→ Exercise data:
START

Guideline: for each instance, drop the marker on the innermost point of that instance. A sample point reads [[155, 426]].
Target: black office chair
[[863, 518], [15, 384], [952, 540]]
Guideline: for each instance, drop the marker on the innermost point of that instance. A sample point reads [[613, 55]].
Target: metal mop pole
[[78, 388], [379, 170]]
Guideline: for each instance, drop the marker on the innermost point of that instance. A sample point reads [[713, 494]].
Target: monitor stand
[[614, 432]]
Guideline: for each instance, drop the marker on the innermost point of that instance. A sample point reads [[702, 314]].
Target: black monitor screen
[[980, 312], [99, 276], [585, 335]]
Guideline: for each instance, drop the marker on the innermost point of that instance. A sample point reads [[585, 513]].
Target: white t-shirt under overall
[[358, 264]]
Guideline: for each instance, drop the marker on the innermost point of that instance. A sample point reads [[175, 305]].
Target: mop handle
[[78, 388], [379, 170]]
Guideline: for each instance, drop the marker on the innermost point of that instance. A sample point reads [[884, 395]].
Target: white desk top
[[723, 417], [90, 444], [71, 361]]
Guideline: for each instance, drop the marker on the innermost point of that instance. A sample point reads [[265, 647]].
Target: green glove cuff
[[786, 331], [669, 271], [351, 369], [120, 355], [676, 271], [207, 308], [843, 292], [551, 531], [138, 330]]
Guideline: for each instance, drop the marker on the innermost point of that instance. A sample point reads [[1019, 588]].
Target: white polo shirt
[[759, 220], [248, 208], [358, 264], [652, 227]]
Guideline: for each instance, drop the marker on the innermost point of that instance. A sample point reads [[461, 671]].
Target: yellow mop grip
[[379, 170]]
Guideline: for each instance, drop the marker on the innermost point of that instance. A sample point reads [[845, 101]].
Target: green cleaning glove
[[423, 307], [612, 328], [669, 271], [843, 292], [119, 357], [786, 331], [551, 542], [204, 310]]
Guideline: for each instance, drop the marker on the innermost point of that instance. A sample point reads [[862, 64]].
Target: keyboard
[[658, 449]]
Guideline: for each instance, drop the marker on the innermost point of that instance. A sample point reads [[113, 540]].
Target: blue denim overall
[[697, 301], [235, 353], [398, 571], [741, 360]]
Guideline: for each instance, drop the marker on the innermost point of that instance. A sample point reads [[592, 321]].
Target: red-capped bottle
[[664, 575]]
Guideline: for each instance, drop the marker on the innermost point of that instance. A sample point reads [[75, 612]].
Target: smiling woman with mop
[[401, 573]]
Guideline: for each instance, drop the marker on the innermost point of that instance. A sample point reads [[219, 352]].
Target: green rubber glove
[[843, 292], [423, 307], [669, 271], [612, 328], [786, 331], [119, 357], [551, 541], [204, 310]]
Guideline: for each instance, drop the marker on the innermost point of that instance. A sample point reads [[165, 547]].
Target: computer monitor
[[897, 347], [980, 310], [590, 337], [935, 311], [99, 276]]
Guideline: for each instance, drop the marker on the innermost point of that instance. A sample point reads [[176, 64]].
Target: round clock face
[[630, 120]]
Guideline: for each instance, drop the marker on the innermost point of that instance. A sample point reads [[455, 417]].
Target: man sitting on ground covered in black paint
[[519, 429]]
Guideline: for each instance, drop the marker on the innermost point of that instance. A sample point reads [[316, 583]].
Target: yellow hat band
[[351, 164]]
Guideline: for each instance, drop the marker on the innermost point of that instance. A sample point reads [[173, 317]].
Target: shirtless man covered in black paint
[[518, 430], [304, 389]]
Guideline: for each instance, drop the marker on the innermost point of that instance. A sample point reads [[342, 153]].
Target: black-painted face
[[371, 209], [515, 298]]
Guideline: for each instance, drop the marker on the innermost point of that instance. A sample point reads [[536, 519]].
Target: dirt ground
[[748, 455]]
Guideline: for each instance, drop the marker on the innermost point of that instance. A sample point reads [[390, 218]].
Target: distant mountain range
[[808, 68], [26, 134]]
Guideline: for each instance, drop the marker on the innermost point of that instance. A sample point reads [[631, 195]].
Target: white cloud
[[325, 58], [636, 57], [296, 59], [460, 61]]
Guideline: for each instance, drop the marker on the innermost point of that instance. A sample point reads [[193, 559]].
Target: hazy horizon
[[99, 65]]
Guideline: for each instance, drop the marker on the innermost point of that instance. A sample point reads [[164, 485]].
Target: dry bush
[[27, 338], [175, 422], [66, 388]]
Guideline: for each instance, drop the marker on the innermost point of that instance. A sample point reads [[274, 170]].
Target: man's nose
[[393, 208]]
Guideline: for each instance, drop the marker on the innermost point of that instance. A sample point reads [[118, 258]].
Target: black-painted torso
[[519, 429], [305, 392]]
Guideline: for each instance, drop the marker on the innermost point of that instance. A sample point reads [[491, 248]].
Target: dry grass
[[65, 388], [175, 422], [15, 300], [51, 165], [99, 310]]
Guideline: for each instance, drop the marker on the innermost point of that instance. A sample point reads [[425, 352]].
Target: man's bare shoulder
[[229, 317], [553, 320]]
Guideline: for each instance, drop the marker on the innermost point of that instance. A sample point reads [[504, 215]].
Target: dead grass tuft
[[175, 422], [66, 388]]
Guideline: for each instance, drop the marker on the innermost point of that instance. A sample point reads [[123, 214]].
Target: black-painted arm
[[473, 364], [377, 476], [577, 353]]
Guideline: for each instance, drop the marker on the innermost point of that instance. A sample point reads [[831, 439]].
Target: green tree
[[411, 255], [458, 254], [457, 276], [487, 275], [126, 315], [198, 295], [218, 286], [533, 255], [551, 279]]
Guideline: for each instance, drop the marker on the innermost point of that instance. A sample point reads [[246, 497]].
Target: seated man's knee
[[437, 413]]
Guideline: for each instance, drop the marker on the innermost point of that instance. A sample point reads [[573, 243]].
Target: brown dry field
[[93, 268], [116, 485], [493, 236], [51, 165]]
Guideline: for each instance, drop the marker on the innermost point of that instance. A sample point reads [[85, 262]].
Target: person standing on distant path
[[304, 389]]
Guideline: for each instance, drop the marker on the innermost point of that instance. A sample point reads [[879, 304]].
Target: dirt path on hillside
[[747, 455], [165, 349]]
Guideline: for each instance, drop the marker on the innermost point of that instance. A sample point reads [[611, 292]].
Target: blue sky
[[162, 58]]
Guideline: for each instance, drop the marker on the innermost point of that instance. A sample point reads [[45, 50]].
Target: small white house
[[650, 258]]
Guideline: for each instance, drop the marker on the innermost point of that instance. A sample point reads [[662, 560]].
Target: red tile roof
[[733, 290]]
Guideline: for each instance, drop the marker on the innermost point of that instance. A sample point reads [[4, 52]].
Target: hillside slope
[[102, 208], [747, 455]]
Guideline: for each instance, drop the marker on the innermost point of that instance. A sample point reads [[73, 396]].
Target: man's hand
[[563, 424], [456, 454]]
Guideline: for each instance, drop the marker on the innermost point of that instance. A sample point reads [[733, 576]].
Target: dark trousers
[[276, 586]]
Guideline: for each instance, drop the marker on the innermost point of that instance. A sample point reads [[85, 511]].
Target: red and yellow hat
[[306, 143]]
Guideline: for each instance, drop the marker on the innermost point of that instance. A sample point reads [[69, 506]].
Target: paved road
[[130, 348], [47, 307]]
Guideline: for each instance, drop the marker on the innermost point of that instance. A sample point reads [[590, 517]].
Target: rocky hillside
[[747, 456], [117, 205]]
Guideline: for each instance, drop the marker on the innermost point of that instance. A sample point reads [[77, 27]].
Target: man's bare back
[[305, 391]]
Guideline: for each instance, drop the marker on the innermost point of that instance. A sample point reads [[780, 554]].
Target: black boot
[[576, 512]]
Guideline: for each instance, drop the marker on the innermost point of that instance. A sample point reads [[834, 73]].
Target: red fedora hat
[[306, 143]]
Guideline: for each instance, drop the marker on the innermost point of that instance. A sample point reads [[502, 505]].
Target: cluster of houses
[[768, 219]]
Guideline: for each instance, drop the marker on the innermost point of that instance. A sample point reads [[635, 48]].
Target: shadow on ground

END

→ Goal of the exercise: Reproduce the part of the data that opens with the line containing "reads [[176, 64]]." and closes with the line containing "[[630, 120]]", with 138 added to every coordinate in the answers.

→ Correct response:
Guideline: for each instance, drop the marker on the innermost point of that instance. A sample point reads [[176, 64]].
Target: round clock face
[[768, 258]]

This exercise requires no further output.